(Image-grounded pointing data)
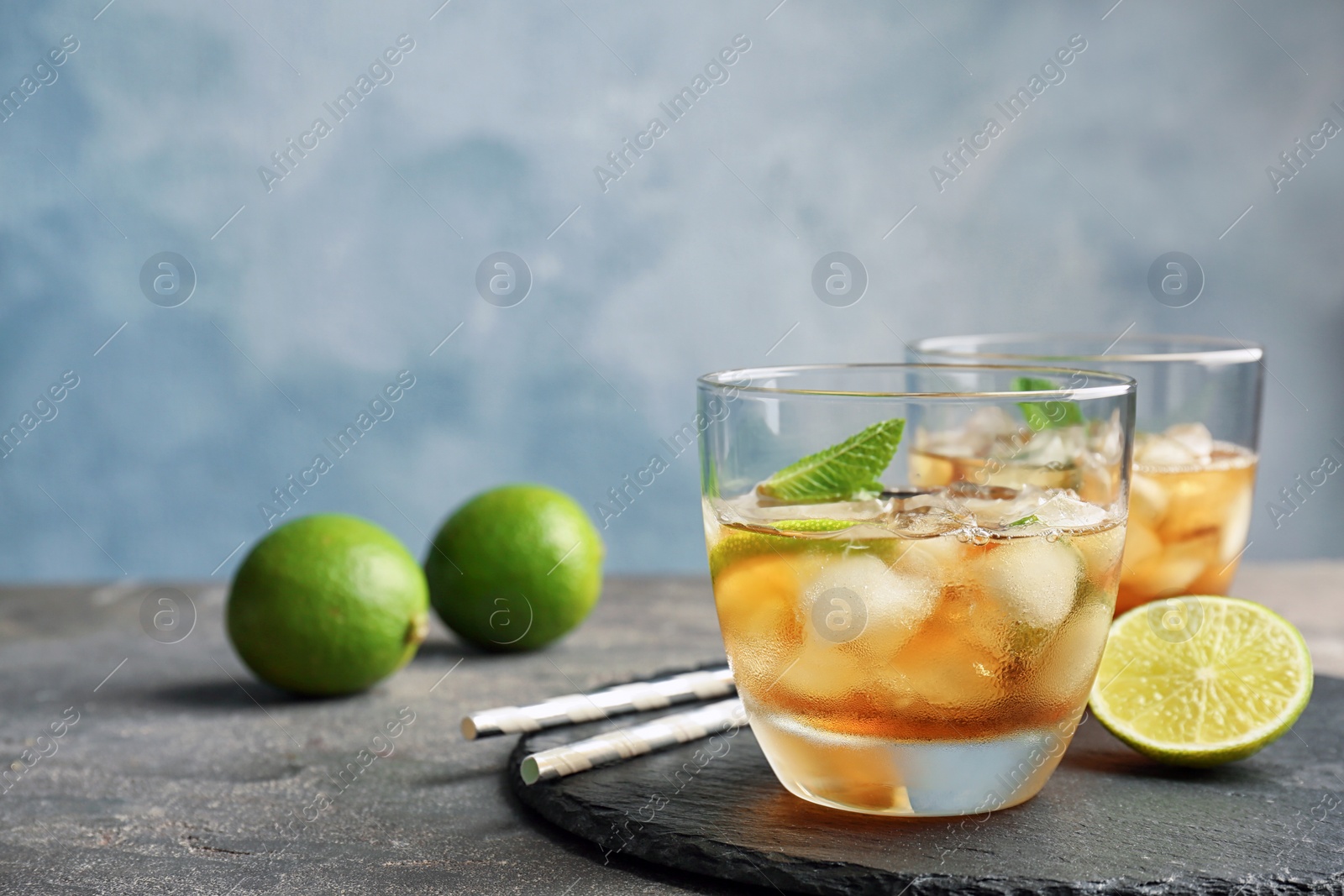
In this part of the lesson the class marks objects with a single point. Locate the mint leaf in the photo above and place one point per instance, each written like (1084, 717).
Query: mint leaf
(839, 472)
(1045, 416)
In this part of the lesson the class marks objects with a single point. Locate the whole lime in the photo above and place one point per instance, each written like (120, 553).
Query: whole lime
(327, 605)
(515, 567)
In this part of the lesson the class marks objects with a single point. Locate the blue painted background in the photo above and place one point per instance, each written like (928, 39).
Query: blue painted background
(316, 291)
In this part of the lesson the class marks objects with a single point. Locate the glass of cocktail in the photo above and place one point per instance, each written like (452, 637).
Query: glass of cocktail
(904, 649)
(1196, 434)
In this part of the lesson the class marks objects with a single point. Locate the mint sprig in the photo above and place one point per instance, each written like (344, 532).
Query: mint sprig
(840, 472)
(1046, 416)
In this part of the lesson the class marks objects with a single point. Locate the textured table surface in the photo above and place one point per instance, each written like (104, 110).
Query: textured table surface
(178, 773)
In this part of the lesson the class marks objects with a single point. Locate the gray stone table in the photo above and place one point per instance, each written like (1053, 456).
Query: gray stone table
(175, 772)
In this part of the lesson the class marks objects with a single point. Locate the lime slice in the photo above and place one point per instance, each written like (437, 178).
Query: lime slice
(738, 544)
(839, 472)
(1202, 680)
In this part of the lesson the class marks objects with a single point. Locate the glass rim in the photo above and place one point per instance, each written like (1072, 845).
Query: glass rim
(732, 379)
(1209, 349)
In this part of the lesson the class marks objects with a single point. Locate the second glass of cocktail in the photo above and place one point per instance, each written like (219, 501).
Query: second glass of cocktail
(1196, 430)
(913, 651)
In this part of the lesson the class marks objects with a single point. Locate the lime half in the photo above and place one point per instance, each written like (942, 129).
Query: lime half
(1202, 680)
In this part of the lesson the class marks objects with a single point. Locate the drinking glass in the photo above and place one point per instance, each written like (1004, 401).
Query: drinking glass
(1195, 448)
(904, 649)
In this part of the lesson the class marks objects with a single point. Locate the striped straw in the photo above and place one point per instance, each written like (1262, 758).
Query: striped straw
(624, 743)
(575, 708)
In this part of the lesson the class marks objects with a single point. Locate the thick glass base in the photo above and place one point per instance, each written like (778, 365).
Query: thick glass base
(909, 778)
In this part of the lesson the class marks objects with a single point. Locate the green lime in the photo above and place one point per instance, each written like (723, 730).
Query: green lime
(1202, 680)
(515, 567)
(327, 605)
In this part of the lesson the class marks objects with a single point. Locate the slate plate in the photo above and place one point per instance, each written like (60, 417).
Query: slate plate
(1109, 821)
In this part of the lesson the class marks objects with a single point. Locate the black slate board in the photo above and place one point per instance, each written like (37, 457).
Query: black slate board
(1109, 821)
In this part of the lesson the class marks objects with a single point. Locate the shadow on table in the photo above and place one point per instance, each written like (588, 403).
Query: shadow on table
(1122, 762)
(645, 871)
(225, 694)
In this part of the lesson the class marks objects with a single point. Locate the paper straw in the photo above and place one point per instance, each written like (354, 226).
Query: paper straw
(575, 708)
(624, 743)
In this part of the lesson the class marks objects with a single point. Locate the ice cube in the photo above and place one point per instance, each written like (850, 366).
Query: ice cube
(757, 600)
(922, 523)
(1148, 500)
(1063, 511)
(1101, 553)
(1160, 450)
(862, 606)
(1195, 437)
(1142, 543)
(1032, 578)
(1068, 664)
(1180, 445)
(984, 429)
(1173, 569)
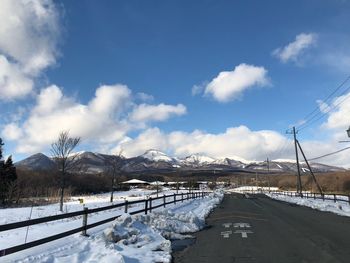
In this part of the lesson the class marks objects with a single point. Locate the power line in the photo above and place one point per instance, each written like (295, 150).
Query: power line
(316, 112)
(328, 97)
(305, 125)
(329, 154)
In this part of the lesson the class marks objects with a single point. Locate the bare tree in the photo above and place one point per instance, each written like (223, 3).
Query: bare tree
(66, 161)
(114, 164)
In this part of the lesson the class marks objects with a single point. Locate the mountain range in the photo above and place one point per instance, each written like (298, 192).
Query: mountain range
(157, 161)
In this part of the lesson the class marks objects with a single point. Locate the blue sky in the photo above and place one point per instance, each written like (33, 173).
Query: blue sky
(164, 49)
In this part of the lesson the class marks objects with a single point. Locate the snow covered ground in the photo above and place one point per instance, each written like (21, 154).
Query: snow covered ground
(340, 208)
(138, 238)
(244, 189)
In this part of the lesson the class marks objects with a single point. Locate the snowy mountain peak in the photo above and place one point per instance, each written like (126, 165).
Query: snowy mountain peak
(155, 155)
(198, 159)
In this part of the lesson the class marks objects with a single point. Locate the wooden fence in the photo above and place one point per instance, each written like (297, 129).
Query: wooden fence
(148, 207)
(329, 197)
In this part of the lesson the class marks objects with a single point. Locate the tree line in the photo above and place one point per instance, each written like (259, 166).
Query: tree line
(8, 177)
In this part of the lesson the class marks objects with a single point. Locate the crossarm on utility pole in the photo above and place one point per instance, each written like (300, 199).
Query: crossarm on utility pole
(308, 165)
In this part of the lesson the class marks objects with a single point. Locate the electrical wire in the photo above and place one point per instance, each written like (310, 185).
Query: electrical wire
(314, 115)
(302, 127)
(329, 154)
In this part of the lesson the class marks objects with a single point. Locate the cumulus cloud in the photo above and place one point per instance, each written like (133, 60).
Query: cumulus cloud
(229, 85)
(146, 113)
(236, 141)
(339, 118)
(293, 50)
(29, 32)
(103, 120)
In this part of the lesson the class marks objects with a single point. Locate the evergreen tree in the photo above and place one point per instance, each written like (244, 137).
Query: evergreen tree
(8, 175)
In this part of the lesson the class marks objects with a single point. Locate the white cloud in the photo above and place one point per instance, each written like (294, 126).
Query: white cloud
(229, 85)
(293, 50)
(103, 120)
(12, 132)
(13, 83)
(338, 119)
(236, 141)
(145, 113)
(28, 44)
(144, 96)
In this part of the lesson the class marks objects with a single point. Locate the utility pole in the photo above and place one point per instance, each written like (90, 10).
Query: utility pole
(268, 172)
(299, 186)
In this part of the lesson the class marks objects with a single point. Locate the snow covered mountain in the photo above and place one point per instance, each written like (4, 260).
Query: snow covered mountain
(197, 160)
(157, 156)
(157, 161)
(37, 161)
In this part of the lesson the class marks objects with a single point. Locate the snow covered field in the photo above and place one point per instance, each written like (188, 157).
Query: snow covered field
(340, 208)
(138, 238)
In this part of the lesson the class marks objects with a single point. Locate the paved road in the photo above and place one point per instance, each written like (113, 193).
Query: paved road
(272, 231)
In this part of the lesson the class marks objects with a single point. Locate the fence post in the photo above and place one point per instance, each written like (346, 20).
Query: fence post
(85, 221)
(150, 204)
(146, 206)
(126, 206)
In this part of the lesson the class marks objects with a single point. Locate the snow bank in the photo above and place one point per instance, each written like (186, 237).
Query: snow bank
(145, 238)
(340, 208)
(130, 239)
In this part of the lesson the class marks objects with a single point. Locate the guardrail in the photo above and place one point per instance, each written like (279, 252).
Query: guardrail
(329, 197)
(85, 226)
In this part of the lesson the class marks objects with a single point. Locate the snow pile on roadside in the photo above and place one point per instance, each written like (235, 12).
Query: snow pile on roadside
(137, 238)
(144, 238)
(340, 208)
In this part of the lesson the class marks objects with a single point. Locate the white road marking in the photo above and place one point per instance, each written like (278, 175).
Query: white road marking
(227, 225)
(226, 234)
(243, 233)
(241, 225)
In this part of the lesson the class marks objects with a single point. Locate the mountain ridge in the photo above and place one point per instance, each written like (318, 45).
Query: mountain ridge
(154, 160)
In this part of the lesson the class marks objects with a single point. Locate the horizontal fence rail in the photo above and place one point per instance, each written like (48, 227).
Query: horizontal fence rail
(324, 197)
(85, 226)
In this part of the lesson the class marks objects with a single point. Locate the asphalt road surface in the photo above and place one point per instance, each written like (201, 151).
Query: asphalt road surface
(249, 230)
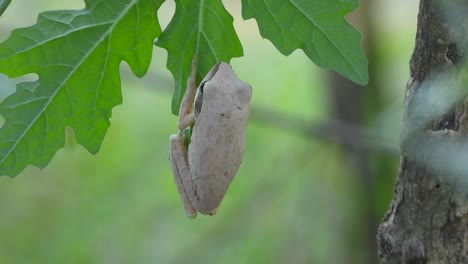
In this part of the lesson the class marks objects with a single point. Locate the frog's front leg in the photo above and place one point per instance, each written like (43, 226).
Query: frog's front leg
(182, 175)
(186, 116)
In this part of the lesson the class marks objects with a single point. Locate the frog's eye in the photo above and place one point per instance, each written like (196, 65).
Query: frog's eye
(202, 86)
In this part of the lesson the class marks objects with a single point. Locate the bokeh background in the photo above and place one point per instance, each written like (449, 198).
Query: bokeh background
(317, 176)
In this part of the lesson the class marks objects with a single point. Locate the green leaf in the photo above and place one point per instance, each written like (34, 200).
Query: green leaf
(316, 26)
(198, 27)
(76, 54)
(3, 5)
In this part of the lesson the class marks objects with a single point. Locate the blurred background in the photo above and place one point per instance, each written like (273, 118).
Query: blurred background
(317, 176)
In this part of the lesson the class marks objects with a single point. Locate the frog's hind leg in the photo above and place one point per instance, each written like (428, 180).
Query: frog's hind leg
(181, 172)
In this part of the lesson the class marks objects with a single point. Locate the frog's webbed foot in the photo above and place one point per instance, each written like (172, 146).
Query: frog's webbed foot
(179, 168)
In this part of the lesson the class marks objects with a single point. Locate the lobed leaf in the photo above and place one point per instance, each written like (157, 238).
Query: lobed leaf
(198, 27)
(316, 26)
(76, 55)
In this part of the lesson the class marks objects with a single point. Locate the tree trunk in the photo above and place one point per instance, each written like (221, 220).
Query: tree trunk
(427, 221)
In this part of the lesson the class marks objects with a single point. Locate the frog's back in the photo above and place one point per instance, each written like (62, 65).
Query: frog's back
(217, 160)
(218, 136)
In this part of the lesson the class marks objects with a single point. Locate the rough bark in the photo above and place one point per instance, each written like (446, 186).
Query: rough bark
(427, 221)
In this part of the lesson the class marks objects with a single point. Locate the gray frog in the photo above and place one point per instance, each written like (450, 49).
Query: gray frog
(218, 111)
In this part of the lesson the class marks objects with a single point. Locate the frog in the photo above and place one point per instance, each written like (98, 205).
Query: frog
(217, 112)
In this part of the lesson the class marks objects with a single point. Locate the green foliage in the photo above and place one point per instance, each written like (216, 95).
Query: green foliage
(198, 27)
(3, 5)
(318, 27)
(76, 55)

▶ **What to produce**
Set down, exactly as they appear above, all lines from the one that has "like (60, 417)." down to the one that has "like (850, 366).", including those two and no others.

▶ **Finished task**
In this part of the lesson the class marks objects with a single point. Locate the slate plate in the photo above and place one point per instance, each written like (60, 417).
Query: slate plate
(1109, 821)
In this part of the lesson the class marks objects with a single point. Locate the black slate board in the photo above and place one point per instance, each written like (37, 457).
Query: black slate board
(1109, 821)
In this part of the lesson the class marks objects with a single point. Locate the shadow on table in the photo above and place one point per instance, each written like (588, 403).
Query: shadow on table
(1122, 762)
(645, 871)
(225, 694)
In this part of the lesson the class marks objects with a single point. Locate the paper straw in the photo above and place one point per instance, each written like (354, 226).
Query: paper straw
(575, 708)
(624, 743)
In this part of the lesson the class marks objects with a single point. Locate the ice cube in the photo above and place one point per instance, each written like (850, 366).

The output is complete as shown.